> SHORT TASK
Turn all of the lines below into a numbered list, omitting the blank ones.

Start MATERIALS PROVIDED

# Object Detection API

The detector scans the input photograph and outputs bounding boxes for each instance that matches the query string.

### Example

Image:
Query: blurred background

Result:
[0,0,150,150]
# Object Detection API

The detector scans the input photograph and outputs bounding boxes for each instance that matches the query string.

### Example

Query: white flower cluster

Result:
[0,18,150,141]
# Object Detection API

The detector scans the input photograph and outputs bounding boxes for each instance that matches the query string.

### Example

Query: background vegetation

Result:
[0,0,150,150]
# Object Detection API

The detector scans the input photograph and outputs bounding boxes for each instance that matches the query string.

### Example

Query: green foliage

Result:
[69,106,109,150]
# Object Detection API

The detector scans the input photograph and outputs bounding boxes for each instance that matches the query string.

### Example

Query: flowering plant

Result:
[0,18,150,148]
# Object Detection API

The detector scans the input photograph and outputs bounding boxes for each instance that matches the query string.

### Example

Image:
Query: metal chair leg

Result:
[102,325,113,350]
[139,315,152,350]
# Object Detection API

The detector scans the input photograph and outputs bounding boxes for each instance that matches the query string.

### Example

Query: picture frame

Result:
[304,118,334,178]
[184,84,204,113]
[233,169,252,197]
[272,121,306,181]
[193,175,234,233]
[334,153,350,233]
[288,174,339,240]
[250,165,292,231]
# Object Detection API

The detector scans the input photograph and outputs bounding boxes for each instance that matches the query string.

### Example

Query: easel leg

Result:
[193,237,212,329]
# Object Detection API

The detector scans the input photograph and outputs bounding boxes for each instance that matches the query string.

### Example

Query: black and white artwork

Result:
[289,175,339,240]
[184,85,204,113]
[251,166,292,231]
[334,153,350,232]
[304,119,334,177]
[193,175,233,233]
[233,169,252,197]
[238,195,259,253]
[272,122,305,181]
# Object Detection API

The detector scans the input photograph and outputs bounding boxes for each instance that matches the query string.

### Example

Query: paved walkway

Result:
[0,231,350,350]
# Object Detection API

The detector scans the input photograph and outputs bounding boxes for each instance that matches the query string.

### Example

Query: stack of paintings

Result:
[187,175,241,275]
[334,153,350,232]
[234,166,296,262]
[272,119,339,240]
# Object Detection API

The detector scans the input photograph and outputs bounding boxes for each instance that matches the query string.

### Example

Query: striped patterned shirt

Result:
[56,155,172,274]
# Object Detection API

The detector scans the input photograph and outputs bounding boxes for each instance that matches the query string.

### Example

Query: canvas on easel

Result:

End MATERIALS PROVIDED

> SOLUTION BELOW
1. # Object Detection API
2. The detector scans the input photograph and outputs bounding boxes for each instance that matches the query string.
3. ### Example
4. Image:
5. Query: blurred background
6. Result:
7. [0,0,150,150]
8. # Object Detection API
9. The detector scans the input photograph and outputs bounding boxes for each instance that matches the query string.
10. ### Example
11. Query: white flower cluster
12. Result:
13. [0,18,150,141]
14. # Object Detection API
15. The detector scans the input photograph and outputs bounding boxes for each instance that matches the query string.
16. ### Example
17. Query: background vegetation
18. Result:
19. [0,0,150,150]
20. # Object Detection API
21. The detector scans the input photograph and outputs bounding boxes for each instance that matches the query string.
22. ### Example
23. Query: green foliage
24. Result:
25. [69,106,109,150]
26. # Object Detection API
27. The detector scans the input photograph and outputs bounding boxes for each instance that matches the query string.
28. ### Example
29. Query: flowering plant
30. Result:
31. [0,18,150,148]
32. # Object Detection API
33. The detector scans the input photograph and outputs bounding boxes for each instance that matches the query string.
34. ### Example
35. Image:
36. Query: metal chair leg
37. Result:
38. [102,325,113,350]
39. [139,315,152,350]
40. # Object Detection API
41. The detector scans the input photograph and outputs bounding boxes for each instance that matches the query string.
42. ### Example
43. Query: picture frame
44. Result:
45. [304,118,334,178]
46. [184,84,204,113]
47. [233,169,252,197]
48. [272,121,306,181]
49. [193,175,234,233]
50. [334,153,350,233]
51. [288,174,339,240]
52. [250,165,292,231]
53. # Object Detection API
54. The detector scans the input photograph and outputs bounding boxes for each instance that matches the query string.
55. ### Example
56. Query: easel leg
57. Result:
58. [193,237,212,329]
59. # Object Detection API
60. The detector scans the input photograph and outputs bounding boxes for each instance that matches the query string.
61. ### Example
62. Query: black and white artwork
63. Result:
64. [289,175,339,240]
65. [184,85,204,113]
66. [251,166,292,231]
67. [334,153,350,232]
68. [304,119,334,177]
69. [193,175,233,233]
70. [233,169,252,197]
71. [238,195,259,253]
72. [272,122,305,181]
73. # Object Detection API
74. The detector scans the input photograph and outputs bounding boxes for each instance that matches the query string.
75. ### Example
76. Query: paved walkway
77. Result:
78. [0,231,350,350]
79. # Object Detection API
80. The detector scans the input photograph and outputs bounding boxes for each instance that matches the query string.
81. ### Example
82. Query: stack of paintings
83. Result:
84. [187,175,241,275]
85. [334,153,350,232]
86. [234,166,296,262]
87. [272,119,339,240]
88. # Object Detection API
89. The detector scans the input photograph and outputs bounding boxes for each instance that matches the query string.
90. ### Example
91. Query: striped patterned shirt
92. Result:
93. [56,155,172,274]
94. # Object Detection API
95. The detector scans the input photograph and outputs bounding boxes for each instance that matches the query string.
96. ### Example
97. Query: canvas on easel
98. Result:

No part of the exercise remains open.